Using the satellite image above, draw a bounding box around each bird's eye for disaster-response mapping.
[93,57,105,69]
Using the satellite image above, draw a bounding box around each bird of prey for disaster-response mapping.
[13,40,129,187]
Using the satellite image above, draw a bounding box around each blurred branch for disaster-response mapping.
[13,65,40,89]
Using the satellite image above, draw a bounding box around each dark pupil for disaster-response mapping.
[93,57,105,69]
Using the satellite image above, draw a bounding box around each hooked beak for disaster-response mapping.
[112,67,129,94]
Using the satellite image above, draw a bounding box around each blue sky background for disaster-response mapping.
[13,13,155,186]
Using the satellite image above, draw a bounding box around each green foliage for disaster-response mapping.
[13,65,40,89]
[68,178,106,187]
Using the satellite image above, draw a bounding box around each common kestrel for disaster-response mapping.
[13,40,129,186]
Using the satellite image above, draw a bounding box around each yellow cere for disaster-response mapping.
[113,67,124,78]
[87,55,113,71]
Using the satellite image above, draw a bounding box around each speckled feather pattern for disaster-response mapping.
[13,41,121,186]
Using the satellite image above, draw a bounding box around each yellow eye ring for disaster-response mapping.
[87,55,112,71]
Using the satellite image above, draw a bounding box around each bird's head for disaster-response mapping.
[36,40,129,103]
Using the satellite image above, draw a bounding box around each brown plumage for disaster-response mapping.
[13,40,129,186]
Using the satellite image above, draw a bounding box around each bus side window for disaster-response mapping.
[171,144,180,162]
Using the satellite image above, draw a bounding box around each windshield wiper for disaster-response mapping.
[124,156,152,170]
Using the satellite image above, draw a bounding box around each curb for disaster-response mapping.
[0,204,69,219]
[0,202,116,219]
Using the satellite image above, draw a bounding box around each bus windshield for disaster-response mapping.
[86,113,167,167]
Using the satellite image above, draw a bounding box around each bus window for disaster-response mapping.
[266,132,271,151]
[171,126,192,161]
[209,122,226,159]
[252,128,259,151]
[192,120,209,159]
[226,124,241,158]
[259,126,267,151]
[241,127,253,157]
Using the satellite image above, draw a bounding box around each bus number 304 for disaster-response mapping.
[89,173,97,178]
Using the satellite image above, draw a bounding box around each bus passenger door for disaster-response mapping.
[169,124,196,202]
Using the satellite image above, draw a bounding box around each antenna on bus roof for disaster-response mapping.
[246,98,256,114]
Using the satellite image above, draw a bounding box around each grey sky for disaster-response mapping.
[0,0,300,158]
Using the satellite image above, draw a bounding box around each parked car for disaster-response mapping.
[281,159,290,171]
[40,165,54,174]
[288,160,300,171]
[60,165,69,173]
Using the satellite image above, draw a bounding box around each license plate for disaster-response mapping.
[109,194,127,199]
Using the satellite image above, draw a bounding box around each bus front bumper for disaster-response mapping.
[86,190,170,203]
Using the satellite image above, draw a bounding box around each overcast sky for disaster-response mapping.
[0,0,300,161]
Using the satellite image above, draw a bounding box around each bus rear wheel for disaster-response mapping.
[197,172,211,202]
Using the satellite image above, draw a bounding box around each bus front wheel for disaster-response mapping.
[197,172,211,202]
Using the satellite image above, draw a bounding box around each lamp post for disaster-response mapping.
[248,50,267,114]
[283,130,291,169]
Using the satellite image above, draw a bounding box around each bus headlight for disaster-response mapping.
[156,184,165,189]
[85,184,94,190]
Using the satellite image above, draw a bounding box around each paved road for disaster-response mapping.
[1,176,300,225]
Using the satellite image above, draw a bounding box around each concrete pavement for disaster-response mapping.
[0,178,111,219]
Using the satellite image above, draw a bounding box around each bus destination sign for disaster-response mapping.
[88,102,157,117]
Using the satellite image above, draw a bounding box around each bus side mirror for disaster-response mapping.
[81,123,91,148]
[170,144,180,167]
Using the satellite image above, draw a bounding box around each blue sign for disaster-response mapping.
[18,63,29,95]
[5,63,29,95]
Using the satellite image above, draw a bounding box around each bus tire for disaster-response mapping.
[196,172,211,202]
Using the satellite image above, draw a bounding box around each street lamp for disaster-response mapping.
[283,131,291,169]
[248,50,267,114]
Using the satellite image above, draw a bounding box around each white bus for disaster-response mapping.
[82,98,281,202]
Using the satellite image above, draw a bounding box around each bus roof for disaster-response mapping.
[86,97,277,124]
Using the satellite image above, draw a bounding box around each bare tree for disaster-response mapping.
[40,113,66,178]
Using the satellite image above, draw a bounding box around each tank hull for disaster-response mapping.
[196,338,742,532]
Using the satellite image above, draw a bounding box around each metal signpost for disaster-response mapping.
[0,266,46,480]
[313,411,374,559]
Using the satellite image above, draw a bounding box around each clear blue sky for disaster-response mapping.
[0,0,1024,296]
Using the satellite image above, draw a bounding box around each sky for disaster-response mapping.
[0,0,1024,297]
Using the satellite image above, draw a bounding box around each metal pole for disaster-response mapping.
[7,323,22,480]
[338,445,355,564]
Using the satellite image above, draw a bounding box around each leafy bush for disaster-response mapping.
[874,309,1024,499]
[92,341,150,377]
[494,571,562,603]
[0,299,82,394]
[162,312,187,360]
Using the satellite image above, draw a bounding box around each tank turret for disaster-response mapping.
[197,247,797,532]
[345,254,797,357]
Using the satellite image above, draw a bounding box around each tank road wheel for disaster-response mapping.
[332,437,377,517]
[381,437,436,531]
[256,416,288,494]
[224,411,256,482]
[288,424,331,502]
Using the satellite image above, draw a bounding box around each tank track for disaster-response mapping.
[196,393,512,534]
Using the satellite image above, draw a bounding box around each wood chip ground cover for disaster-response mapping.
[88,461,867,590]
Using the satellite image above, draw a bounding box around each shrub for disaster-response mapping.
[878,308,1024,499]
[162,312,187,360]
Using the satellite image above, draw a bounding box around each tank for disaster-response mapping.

Written instruction
Turn every row above into a JSON list of strings, one string per line, skipping any blank lines.

The result
[
  "Using the satellite image above, draw a bounding box around each bird's eye for disaster-response mapping.",
  "[93,57,105,69]",
  "Using the satellite image above, draw a bounding box around each bird of prey for disaster-response mapping.",
  "[13,40,129,187]",
  "Using the satellite image above, draw a bounding box around each blurred branch for disaster-response mapping.",
  "[13,65,40,89]",
  "Using the satellite image above, draw a bounding box around each dark pupil for disaster-response mapping.",
  "[93,57,105,69]",
  "Using the satellite image above, draw a bounding box around each hooked beak for disaster-response mapping.",
  "[112,67,129,94]",
  "Using the satellite image above, draw a bounding box around each blue sky background for disaster-response mapping.",
  "[13,13,155,186]",
  "Using the satellite image above, draw a bounding box around each green foliage for disaster-response mapping.",
  "[13,65,40,89]",
  "[68,178,106,187]",
  "Using the satellite image above, draw a bounding box around each common kestrel for disaster-response mapping.",
  "[13,40,129,186]",
  "Using the satellite image above, draw a bounding box around each yellow cere for disaster-response mapping.",
  "[113,67,124,78]",
  "[87,55,113,71]",
  "Using the satellite image above, draw a bounding box around each speckled feather pattern for disaster-response mapping.",
  "[13,41,121,186]",
  "Using the satellite image above, draw a bounding box around each yellow eye ring for disaster-response mapping.",
  "[87,55,112,71]",
  "Using the satellite image above, draw a bounding box around each bird's head for disaster-response mapping.",
  "[36,40,129,103]",
  "Using the satellite image above, draw a bounding box around each brown plumage for disaster-response mapping.",
  "[13,40,129,186]",
  "Using the satellite image above, draw a bounding box around each bus side window for disaster-response mapping.",
  "[171,144,180,162]",
  "Using the satellite image above, draw a bounding box around each windshield wiper for disaster-response mapping.",
  "[124,156,152,170]",
  "Using the satellite image above, draw a bounding box around each curb for disaster-response mapping.",
  "[0,204,69,219]",
  "[0,202,116,219]",
  "Using the satellite image above, draw a bounding box around each bus windshield for disaster-response mapping.",
  "[86,113,167,167]",
  "Using the satellite image above, draw a bounding box around each bus window for disaster-response mapping.",
  "[266,132,271,151]",
  "[171,126,192,161]",
  "[209,122,226,159]",
  "[252,128,259,151]",
  "[192,120,209,159]",
  "[226,124,241,158]",
  "[259,126,267,151]",
  "[241,127,253,157]",
  "Using the satellite image above, draw a bounding box around each bus number 304 for disaster-response mapping.",
  "[89,173,97,178]",
  "Using the satellite image above, draw a bounding box around each bus passenger door for disaster-response mapping.",
  "[169,124,196,202]",
  "Using the satellite image above, draw a bounding box around each antenna on bus roof for disaster-response mapping.",
  "[246,98,256,114]",
  "Using the satellite image above, draw a bounding box around each grey sky for disaster-response mapping.",
  "[0,0,300,158]",
  "Using the satellite image above, draw a bounding box around each parked car for disaster-response mapping.",
  "[281,159,290,171]",
  "[40,165,54,174]",
  "[288,160,300,171]",
  "[60,165,69,173]",
  "Using the satellite image above, draw a bounding box around each license plate for disaster-response mapping.",
  "[109,194,127,199]",
  "Using the satellite image above, draw a bounding box around each bus front bumper for disaster-response mapping.",
  "[86,190,170,203]",
  "Using the satellite image above, draw a bounding box around each overcast sky for disaster-response mapping.",
  "[0,0,300,161]",
  "Using the satellite image above, draw a bounding box around each bus rear wheel for disaster-response mapping.",
  "[197,172,211,202]",
  "Using the satellite image above, draw a bounding box around each bus front wheel for disaster-response mapping.",
  "[197,172,211,202]",
  "Using the satellite image above, draw a bounding box around each lamp post for disaster-response mapping.",
  "[248,50,267,114]",
  "[283,130,291,169]",
  "Using the satellite image above, draw a bounding box around each bus headlight for disaster-response mapping.",
  "[156,184,165,189]",
  "[85,184,94,190]",
  "Using the satellite image above, draw a bounding box around each paved road for disaster-response mapping.",
  "[1,176,300,225]",
  "Using the satellite image above, draw a bounding box around each concrete pavement for disaster-response mapping.",
  "[0,178,111,219]",
  "Using the satellite image above, draw a bounding box around each bus destination sign for disaster-response mapping.",
  "[88,102,157,117]",
  "Using the satellite image above, draw a bounding box around each bus side mirror for disaster-response mapping.",
  "[81,123,91,148]",
  "[170,144,180,167]",
  "Using the satellite image above, draw a bounding box around each blue sign for disaster-response mapping.",
  "[18,63,29,95]",
  "[5,63,29,95]",
  "Using the satellite image above, draw a bounding box around each bus tire for disaster-response mapping.",
  "[196,172,211,202]",
  "Using the satellite image above, draw a bounding box around each street lamp for disaster-response mapping.",
  "[283,131,291,169]",
  "[248,50,267,114]",
  "Using the satellite image above, draw a bounding box around each white bus for disaster-response mapping.",
  "[82,98,281,202]",
  "Using the satellite image above, draw a bounding box around each bus roof for disaster-response mapping.",
  "[86,97,277,124]",
  "Using the satellite image above, draw a bounding box around each bare tree for disaster-response mapping.",
  "[40,113,66,178]",
  "Using the satellite image above, draw a bounding box around each tank hull for disaster-response mapping.",
  "[196,338,742,532]",
  "Using the satellite image above, draw a bounding box around each metal signpost for disaster-response mapping.",
  "[0,266,46,480]",
  "[313,411,374,559]",
  "Using the satellite image above, draw a bounding box around each clear blue sky for disaster-response mapping.",
  "[0,0,1024,296]",
  "Using the satellite image above, draw a bounding box around each sky for disaster-response mapping.",
  "[0,0,1024,297]",
  "Using the satellite image above, draw a bounding box around each metal pole for disaster-response mapping.",
  "[7,323,22,480]",
  "[338,445,355,564]",
  "Using the satellite image above, draw a bounding box around each leafy bush for disaster-response mapping.",
  "[874,309,1024,499]",
  "[92,341,150,377]",
  "[494,571,562,603]",
  "[0,299,82,394]",
  "[162,312,187,360]",
  "Using the satellite image above, draw a bounding box around each tank turret for disaster-response mapping.",
  "[197,247,797,532]",
  "[345,254,797,357]",
  "Using the satellite image above, draw a bounding box around each tank road wheel for disaster-response mapping.",
  "[332,437,377,517]",
  "[381,437,436,531]",
  "[256,416,288,494]",
  "[224,411,256,482]",
  "[288,424,331,502]",
  "Using the satellite image above, draw a bounding box around each tank track for disaster-response mapping.",
  "[196,393,512,534]",
  "Using the satellite image above, draw a bounding box around each wood chip ground cover for disaster-response mapping.",
  "[88,461,867,590]",
  "Using the satellite image above, draw a bounding box around each shrub for disaster-response mapping.",
  "[878,308,1024,499]",
  "[162,312,187,360]",
  "Using the satellite image above, draw a bounding box around each tank for disaster-response mapping."
]